Records from a data source
>> start

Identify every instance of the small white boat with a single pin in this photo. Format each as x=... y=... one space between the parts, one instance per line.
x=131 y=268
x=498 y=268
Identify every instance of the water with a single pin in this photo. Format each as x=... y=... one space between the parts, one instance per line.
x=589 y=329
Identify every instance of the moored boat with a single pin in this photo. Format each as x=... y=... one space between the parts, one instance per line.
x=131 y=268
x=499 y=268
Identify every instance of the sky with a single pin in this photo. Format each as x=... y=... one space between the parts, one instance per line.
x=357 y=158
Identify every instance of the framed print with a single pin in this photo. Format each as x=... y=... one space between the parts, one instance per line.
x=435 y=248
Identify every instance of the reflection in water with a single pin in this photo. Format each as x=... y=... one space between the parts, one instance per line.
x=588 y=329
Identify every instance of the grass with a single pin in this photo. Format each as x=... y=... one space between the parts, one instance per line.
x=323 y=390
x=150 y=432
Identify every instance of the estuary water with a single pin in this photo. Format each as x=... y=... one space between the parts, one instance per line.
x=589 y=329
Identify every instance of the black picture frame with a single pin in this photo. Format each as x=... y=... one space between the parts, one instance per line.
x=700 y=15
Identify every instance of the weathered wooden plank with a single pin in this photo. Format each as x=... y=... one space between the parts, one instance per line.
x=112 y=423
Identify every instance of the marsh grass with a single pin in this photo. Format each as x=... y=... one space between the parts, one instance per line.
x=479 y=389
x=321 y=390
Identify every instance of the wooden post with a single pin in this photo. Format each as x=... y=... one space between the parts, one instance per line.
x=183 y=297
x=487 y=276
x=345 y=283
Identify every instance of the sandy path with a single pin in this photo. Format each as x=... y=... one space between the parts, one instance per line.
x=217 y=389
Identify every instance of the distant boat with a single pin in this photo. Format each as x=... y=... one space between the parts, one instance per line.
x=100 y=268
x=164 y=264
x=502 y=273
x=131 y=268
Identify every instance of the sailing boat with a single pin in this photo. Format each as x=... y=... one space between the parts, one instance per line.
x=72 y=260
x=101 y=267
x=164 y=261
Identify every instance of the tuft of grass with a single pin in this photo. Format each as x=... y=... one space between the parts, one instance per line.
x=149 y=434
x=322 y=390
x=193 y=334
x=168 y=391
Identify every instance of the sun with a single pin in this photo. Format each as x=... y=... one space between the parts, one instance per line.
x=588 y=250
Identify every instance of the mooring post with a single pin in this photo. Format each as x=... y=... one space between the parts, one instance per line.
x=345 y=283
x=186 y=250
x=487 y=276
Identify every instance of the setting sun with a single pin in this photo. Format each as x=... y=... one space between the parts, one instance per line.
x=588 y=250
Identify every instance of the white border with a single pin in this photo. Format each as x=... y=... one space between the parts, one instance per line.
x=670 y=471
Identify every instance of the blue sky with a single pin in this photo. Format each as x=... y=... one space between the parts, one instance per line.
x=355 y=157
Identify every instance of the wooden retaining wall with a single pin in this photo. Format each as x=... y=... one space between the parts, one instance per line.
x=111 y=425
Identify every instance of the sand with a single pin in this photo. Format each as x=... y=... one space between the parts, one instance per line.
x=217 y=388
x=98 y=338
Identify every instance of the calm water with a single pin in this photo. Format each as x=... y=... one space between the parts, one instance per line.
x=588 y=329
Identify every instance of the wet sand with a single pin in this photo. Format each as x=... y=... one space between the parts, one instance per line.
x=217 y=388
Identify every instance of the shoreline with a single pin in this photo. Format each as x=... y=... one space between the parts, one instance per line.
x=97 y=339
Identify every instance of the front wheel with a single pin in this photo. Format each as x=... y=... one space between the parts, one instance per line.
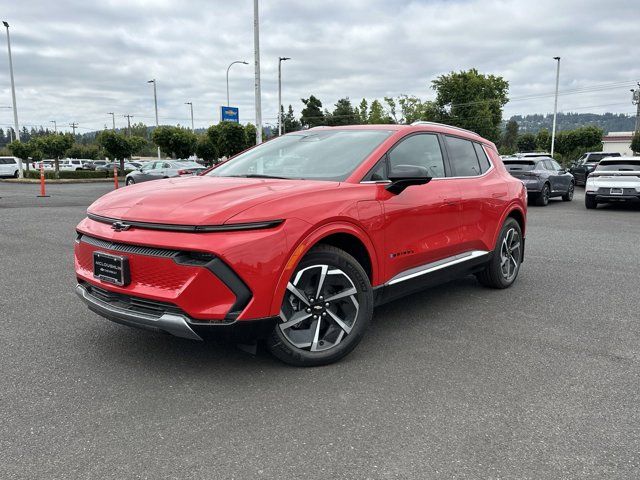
x=567 y=197
x=504 y=266
x=325 y=311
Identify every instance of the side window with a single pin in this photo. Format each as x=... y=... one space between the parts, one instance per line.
x=462 y=156
x=422 y=150
x=482 y=157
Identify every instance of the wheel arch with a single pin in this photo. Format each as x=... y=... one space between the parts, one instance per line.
x=343 y=235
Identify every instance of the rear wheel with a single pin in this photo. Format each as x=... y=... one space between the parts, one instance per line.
x=325 y=311
x=590 y=202
x=542 y=199
x=504 y=266
x=567 y=197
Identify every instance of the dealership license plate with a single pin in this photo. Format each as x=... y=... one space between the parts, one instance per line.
x=111 y=268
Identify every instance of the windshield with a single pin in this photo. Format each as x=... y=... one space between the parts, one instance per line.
x=619 y=166
x=313 y=155
x=519 y=165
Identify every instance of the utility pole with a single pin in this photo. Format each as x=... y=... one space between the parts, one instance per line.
x=636 y=101
x=280 y=110
x=191 y=107
x=13 y=96
x=555 y=107
x=155 y=102
x=256 y=47
x=128 y=117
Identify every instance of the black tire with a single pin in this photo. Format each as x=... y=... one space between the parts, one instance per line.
x=542 y=200
x=493 y=276
x=567 y=197
x=280 y=343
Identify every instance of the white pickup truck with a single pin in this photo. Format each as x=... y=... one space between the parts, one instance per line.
x=614 y=180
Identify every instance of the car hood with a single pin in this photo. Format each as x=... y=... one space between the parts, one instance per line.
x=199 y=200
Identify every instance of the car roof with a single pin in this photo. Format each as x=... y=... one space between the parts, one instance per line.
x=419 y=126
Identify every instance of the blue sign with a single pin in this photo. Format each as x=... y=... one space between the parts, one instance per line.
x=229 y=114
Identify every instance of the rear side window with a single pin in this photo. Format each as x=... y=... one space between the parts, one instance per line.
x=422 y=150
x=462 y=156
x=482 y=157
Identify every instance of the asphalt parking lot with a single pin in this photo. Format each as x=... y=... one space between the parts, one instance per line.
x=538 y=381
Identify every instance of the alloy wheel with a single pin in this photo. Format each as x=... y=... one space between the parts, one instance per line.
x=510 y=254
x=320 y=308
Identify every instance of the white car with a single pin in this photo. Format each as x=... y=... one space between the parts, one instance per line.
x=615 y=179
x=9 y=167
x=72 y=164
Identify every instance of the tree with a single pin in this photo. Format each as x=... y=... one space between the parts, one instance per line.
x=343 y=114
x=635 y=143
x=510 y=137
x=176 y=141
x=543 y=140
x=471 y=100
x=83 y=151
x=290 y=123
x=527 y=142
x=54 y=146
x=312 y=115
x=206 y=149
x=116 y=146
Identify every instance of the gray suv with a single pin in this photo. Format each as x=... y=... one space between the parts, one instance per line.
x=543 y=177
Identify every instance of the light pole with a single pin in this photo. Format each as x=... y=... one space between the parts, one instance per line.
x=280 y=60
x=232 y=63
x=113 y=120
x=155 y=101
x=256 y=48
x=191 y=108
x=555 y=107
x=13 y=96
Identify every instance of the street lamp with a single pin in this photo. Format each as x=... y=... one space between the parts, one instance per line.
x=555 y=106
x=155 y=101
x=113 y=120
x=232 y=63
x=13 y=96
x=280 y=60
x=191 y=107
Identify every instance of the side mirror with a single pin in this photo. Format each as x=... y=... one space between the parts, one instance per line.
x=403 y=176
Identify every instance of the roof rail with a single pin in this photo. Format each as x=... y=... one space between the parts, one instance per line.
x=423 y=122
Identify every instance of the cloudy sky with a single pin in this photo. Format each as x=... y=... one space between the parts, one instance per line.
x=76 y=60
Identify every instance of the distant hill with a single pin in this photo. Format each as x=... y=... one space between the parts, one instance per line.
x=609 y=122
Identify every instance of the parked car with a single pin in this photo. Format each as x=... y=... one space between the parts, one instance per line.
x=543 y=177
x=614 y=180
x=72 y=164
x=586 y=164
x=163 y=169
x=297 y=239
x=92 y=165
x=9 y=167
x=108 y=167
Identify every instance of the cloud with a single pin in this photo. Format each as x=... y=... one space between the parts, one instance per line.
x=76 y=60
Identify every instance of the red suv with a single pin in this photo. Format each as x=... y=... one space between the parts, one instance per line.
x=296 y=240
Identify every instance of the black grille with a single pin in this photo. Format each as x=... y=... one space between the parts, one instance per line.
x=128 y=248
x=136 y=304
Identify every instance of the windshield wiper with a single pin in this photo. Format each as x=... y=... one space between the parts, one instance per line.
x=258 y=175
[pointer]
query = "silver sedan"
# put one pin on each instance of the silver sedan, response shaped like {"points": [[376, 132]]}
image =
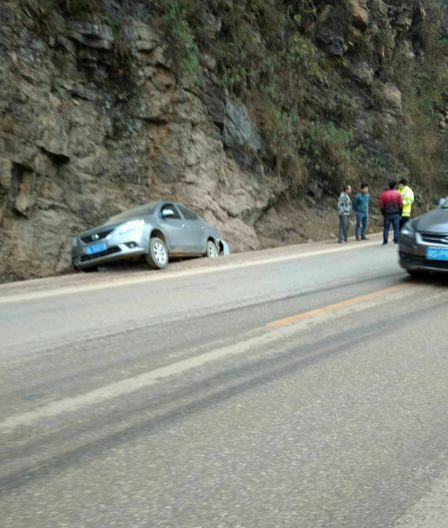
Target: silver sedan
{"points": [[156, 231], [424, 242]]}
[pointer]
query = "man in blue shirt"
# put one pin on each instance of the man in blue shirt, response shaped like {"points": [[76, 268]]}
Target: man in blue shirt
{"points": [[361, 206]]}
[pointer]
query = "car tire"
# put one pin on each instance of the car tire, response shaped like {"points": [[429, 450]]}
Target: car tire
{"points": [[85, 270], [212, 250], [417, 274], [157, 257]]}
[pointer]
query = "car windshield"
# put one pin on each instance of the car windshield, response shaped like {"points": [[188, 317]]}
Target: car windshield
{"points": [[138, 212]]}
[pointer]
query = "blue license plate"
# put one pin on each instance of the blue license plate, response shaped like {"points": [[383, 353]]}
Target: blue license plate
{"points": [[437, 254], [96, 248]]}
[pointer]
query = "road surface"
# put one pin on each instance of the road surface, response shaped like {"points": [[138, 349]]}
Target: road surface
{"points": [[304, 387]]}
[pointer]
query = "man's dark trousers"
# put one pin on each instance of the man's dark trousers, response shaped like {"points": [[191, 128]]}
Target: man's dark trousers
{"points": [[404, 220], [394, 220], [361, 225], [344, 223]]}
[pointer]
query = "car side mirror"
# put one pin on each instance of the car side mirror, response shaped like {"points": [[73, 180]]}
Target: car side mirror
{"points": [[167, 213]]}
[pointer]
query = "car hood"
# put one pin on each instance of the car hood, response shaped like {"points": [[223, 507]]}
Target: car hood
{"points": [[434, 222]]}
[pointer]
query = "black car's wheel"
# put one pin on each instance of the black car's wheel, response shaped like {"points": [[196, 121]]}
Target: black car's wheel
{"points": [[157, 257], [417, 274], [85, 270], [212, 249]]}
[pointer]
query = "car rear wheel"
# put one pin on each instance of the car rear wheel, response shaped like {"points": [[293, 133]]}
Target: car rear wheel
{"points": [[417, 274], [84, 270], [157, 257], [212, 249]]}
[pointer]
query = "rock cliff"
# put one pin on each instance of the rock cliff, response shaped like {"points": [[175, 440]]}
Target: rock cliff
{"points": [[252, 112]]}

>> end

### Task
Pick out every line in the items above that contains the word "shirt", and copy each one.

### Finished answer
query = "man in blue shirt"
# put one pin on each instance of the man in blue shirt, response shaped like {"points": [[76, 268]]}
Target: man in blue shirt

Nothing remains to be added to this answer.